### GIVEN RECORDS
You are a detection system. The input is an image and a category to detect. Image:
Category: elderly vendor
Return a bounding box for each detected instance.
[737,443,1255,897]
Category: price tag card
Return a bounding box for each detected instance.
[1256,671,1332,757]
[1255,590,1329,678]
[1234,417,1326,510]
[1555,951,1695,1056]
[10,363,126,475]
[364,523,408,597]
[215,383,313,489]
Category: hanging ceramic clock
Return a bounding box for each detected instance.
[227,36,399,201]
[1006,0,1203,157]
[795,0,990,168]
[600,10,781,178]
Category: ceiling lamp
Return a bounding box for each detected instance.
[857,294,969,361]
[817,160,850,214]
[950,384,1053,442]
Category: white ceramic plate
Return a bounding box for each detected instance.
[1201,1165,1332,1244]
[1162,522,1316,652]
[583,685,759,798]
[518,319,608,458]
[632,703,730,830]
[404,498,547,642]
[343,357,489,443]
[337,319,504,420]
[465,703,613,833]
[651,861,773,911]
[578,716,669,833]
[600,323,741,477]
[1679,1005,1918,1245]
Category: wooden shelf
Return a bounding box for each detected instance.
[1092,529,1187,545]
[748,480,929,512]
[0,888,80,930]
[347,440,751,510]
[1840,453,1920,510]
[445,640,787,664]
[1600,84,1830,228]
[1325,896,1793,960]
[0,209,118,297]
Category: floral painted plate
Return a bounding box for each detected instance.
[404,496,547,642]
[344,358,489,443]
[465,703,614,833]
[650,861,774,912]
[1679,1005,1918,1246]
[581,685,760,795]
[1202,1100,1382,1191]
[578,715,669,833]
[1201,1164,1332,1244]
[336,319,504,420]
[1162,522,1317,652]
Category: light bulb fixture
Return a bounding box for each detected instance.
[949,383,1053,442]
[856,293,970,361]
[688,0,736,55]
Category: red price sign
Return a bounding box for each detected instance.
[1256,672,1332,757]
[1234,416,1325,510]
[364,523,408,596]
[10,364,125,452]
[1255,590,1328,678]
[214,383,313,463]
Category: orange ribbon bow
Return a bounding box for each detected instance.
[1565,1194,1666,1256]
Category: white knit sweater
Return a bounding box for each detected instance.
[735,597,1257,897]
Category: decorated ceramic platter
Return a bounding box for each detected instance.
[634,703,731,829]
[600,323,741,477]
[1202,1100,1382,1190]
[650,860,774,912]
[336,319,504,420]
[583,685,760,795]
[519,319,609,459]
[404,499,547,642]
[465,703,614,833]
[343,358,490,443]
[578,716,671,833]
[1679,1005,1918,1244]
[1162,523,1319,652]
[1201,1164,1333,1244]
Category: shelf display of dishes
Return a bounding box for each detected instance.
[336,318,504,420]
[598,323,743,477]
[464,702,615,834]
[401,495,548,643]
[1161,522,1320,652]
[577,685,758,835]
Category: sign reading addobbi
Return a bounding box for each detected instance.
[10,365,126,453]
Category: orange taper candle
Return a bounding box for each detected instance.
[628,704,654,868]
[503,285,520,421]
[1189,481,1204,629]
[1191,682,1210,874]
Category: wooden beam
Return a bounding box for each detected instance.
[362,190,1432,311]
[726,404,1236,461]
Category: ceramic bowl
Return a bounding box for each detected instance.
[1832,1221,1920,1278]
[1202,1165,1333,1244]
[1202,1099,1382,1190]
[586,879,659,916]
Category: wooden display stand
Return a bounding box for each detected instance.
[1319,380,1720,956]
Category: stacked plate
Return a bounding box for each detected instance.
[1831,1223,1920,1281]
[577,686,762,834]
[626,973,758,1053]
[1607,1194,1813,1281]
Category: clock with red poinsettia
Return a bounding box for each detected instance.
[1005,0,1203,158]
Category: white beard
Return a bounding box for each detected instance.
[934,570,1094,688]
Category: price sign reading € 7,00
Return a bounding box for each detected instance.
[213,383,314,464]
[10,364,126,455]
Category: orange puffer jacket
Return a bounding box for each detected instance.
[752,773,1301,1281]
######
» **EXERCISE**: Transcribe every record above word for word.

» **REPLY**:
You are a detection system. The input is an image and a category to detect. Image:
Category: elderly vendor
Return a bounding box for each detected instance.
[737,443,1255,897]
Category: price tag card
Return a bounding box for each detected instance.
[1256,671,1332,757]
[1255,590,1329,678]
[1234,417,1326,510]
[1555,951,1695,1056]
[10,363,126,475]
[364,523,408,597]
[215,383,313,489]
Category: hanging ceramic clock
Return a bounding box for each detected instance.
[227,36,399,201]
[1006,0,1203,157]
[795,0,990,168]
[600,10,781,178]
Category: ceiling lamp
Return a bounding box for each detected instance.
[857,294,969,361]
[817,160,850,214]
[950,384,1053,442]
Category: white ceramic plate
Return a bounding box for each detected instance.
[1201,1165,1332,1244]
[1162,522,1316,652]
[583,685,759,798]
[518,319,608,458]
[632,703,730,830]
[404,498,547,642]
[343,357,489,443]
[337,319,504,420]
[465,703,613,833]
[651,861,773,911]
[578,716,669,833]
[600,323,741,477]
[1679,1005,1918,1245]
Category: wooden shelf
Return a bounding box for each detected instance.
[1092,529,1187,545]
[748,480,929,512]
[0,888,80,930]
[347,440,751,510]
[1840,453,1920,510]
[445,640,787,664]
[1600,84,1830,228]
[1325,896,1793,960]
[0,209,118,297]
Category: floral painted plate
Return a bounding box for each detected instance.
[404,496,547,642]
[344,358,489,443]
[465,703,614,833]
[650,861,774,912]
[1679,1005,1918,1246]
[581,685,760,795]
[1202,1100,1382,1191]
[578,715,669,833]
[1201,1164,1332,1244]
[336,319,504,420]
[1162,522,1317,652]
Category: light bulb fixture
Return a bounding box for each detected instance.
[949,383,1053,442]
[856,293,970,361]
[688,0,736,55]
Category: red price sign
Return a bounding box for each detected instance.
[1256,672,1332,757]
[1234,416,1325,510]
[364,523,408,596]
[10,364,125,452]
[1255,590,1328,678]
[214,383,313,463]
Category: orange ribbon bow
Return a bounding box for each detected instance.
[1565,1194,1666,1256]
Category: white knit sweater
Return a bounding box for each detected instance.
[735,597,1257,897]
Category: decorated ceramic platter
Return a bounding box for each detected instance.
[634,703,731,829]
[600,323,741,477]
[1202,1100,1382,1190]
[650,860,774,912]
[336,319,504,420]
[583,685,760,795]
[519,319,609,459]
[404,499,547,642]
[465,703,614,833]
[343,358,490,443]
[578,716,671,833]
[1679,1005,1918,1244]
[1162,523,1319,652]
[1201,1164,1333,1244]
Category: shelf display of dishes
Return a bounding box for each detected instance.
[336,318,504,420]
[598,323,743,477]
[464,702,615,834]
[401,495,548,643]
[1161,522,1320,652]
[577,685,758,835]
Category: sign reading addobbi
Return a bounding box for each detected instance.
[10,365,126,453]
Category: orange taper candle
Return a bounding box for each detected instance.
[628,704,654,868]
[503,285,520,421]
[1189,481,1204,629]
[1191,682,1210,874]
Category: wooden beam
Return a bounding box for each detected instance.
[362,190,1432,311]
[726,404,1236,461]
Category: ceramic bowl
Return a bounding box for each detected instance.
[1832,1221,1920,1278]
[1202,1165,1333,1244]
[1202,1099,1382,1190]
[586,879,659,916]
Category: wooden display stand
Return a bounding box for each detected instance.
[1319,380,1720,956]
Category: stacked plate
Return a bounding box for each detected instance.
[1831,1223,1920,1281]
[577,686,762,834]
[626,973,758,1053]
[1607,1194,1813,1281]
Category: clock with red poinsettia
Return a bounding box for each detected instance.
[1005,0,1203,158]
Category: white beard
Return a bounding box for each detected instance.
[934,570,1094,688]
Category: price sign reading € 7,00
Return a bounding box for each detected instance.
[213,383,314,464]
[10,364,126,455]
Category: orange puffer jacket
Return a bounding box for each detected instance.
[752,773,1301,1281]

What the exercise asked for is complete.